Source material:

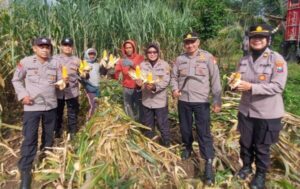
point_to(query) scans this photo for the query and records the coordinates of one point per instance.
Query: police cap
(42, 41)
(190, 36)
(67, 41)
(260, 30)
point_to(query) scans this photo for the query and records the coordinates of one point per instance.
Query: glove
(127, 62)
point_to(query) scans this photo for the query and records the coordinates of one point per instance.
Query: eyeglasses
(152, 52)
(43, 46)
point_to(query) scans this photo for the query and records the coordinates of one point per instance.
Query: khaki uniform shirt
(72, 64)
(34, 79)
(203, 67)
(268, 76)
(160, 72)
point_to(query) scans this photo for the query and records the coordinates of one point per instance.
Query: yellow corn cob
(104, 55)
(138, 72)
(64, 72)
(111, 58)
(149, 78)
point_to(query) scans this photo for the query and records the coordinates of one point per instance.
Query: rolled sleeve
(215, 81)
(174, 76)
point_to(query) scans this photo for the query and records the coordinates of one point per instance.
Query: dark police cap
(190, 36)
(42, 41)
(260, 30)
(67, 41)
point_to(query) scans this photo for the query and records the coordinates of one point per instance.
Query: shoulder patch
(20, 66)
(202, 57)
(215, 60)
(279, 66)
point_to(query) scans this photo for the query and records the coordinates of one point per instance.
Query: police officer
(34, 81)
(194, 74)
(263, 74)
(154, 95)
(70, 94)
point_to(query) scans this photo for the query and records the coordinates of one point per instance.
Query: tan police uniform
(195, 77)
(155, 102)
(36, 80)
(204, 68)
(68, 96)
(268, 76)
(160, 72)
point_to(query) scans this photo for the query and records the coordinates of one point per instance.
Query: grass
(292, 90)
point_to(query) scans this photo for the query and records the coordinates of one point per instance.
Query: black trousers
(201, 113)
(257, 135)
(161, 116)
(72, 114)
(31, 121)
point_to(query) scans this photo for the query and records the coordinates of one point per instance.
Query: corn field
(110, 151)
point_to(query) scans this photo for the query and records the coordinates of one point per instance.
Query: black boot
(258, 182)
(244, 172)
(166, 143)
(209, 174)
(25, 180)
(186, 154)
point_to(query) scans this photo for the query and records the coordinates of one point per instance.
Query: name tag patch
(262, 77)
(279, 67)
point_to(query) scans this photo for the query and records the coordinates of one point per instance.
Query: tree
(209, 17)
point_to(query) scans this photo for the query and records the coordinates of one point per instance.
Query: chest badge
(262, 77)
(202, 57)
(279, 67)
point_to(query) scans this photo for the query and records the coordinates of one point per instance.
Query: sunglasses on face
(43, 46)
(151, 52)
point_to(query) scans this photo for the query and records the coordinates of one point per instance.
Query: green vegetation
(292, 90)
(92, 161)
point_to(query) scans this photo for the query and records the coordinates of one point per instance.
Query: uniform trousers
(72, 114)
(159, 116)
(201, 112)
(257, 135)
(31, 122)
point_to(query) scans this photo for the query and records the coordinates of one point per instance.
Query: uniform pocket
(272, 134)
(183, 70)
(201, 70)
(51, 76)
(242, 68)
(33, 76)
(264, 75)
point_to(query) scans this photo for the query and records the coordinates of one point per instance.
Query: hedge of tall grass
(101, 24)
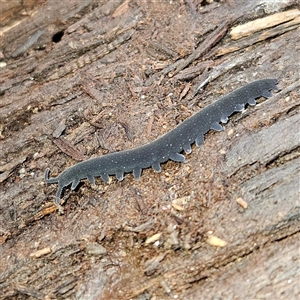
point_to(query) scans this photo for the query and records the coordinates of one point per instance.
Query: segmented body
(169, 146)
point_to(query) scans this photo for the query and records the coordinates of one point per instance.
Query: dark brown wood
(83, 78)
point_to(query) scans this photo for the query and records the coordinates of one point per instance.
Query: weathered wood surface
(83, 78)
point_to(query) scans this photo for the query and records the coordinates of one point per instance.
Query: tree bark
(83, 78)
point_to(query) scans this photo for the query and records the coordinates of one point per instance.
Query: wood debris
(242, 202)
(41, 252)
(153, 238)
(215, 241)
(249, 28)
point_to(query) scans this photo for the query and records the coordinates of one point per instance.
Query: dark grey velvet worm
(169, 146)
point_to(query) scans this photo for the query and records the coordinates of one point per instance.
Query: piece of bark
(258, 37)
(249, 28)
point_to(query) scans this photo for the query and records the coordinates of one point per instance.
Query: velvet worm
(169, 146)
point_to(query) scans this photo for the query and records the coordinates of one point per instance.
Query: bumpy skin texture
(168, 146)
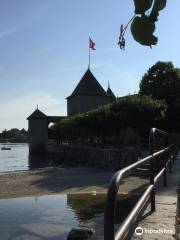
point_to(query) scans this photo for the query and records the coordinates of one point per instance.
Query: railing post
(170, 166)
(164, 177)
(151, 151)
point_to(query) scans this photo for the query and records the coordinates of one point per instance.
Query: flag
(91, 44)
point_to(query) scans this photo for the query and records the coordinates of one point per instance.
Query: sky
(44, 52)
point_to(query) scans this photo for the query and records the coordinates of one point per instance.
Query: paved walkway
(160, 224)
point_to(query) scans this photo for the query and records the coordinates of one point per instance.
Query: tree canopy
(162, 81)
(137, 112)
(143, 22)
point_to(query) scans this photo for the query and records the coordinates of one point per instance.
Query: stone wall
(107, 159)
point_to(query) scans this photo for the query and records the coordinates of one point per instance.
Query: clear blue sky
(44, 52)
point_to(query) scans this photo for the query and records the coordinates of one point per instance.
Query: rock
(80, 233)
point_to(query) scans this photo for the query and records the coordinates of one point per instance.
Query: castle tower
(87, 95)
(110, 92)
(37, 131)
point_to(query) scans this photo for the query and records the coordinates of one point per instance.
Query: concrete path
(161, 224)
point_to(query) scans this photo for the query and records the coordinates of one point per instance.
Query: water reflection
(86, 206)
(36, 161)
(52, 217)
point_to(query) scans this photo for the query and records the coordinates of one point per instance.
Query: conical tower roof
(110, 93)
(88, 85)
(37, 114)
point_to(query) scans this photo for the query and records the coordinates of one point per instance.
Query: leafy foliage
(162, 81)
(143, 23)
(142, 29)
(106, 122)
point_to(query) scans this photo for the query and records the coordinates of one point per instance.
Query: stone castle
(87, 95)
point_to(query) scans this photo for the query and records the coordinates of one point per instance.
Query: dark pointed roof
(110, 92)
(88, 85)
(37, 114)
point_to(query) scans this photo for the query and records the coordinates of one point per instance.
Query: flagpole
(89, 56)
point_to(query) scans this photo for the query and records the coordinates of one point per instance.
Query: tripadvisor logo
(139, 231)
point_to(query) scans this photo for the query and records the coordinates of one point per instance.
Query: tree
(143, 22)
(162, 81)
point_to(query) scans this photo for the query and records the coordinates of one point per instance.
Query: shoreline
(56, 180)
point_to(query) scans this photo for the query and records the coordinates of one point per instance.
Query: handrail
(109, 214)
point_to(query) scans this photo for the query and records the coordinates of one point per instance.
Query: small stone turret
(110, 92)
(37, 131)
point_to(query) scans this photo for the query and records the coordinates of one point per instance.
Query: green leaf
(159, 5)
(142, 30)
(141, 6)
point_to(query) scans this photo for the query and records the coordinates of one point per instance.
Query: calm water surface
(14, 159)
(52, 217)
(18, 158)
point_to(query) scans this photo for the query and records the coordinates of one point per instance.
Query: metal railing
(168, 155)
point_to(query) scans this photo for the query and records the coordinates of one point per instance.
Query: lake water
(52, 217)
(14, 159)
(18, 158)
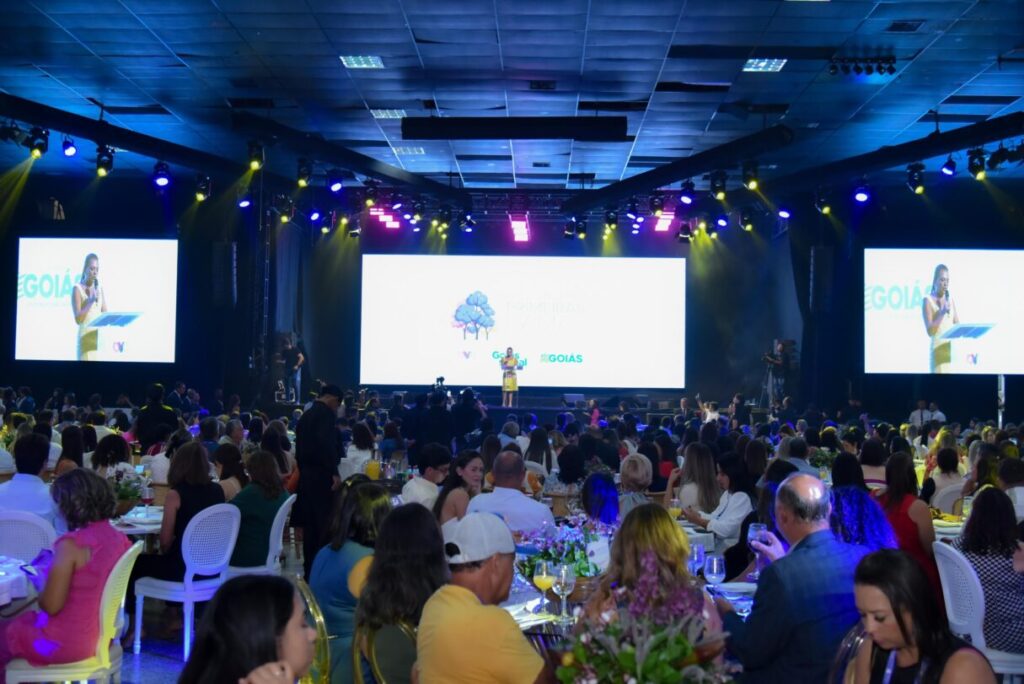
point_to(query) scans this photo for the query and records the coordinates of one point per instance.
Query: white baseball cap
(477, 537)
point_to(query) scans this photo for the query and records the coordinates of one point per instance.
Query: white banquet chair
(206, 548)
(945, 498)
(966, 607)
(23, 535)
(272, 565)
(105, 665)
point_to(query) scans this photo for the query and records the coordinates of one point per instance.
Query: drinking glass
(758, 531)
(696, 559)
(563, 586)
(715, 568)
(543, 580)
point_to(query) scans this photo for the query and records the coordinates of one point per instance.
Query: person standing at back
(317, 451)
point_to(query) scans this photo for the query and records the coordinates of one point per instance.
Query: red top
(909, 540)
(72, 634)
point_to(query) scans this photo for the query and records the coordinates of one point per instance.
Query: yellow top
(462, 640)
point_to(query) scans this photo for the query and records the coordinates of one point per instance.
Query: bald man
(804, 604)
(507, 501)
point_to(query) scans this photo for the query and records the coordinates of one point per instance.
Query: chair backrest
(113, 599)
(209, 541)
(946, 497)
(278, 531)
(24, 535)
(962, 591)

Aim of the task:
None of the lines before the one containing "Query: drinking glass" belong in the answer; reproduce that line and all later lines of the records exactly.

Solution for this exercise:
Query: drinking glass
(758, 531)
(696, 559)
(563, 586)
(715, 568)
(543, 580)
point_to(query) scans this photo for the query and records the coordinates of one point per instance.
Query: person standing at back
(317, 451)
point_to(query) scans this photo for the query and records the coordinates of one point per instance.
Query: red top
(909, 540)
(72, 634)
point_to(query) scans this photo for the query and records the coordinates of one point per instance.
Query: yellow top
(462, 640)
point_to(query) scans this photo for the query and records the coordinates of one point per instance.
Query: bald man
(804, 604)
(507, 501)
point_to(query) scans this photo for the query and records the coordinates of one point per instance.
Query: chair backrest
(113, 599)
(209, 541)
(946, 497)
(278, 531)
(24, 535)
(962, 591)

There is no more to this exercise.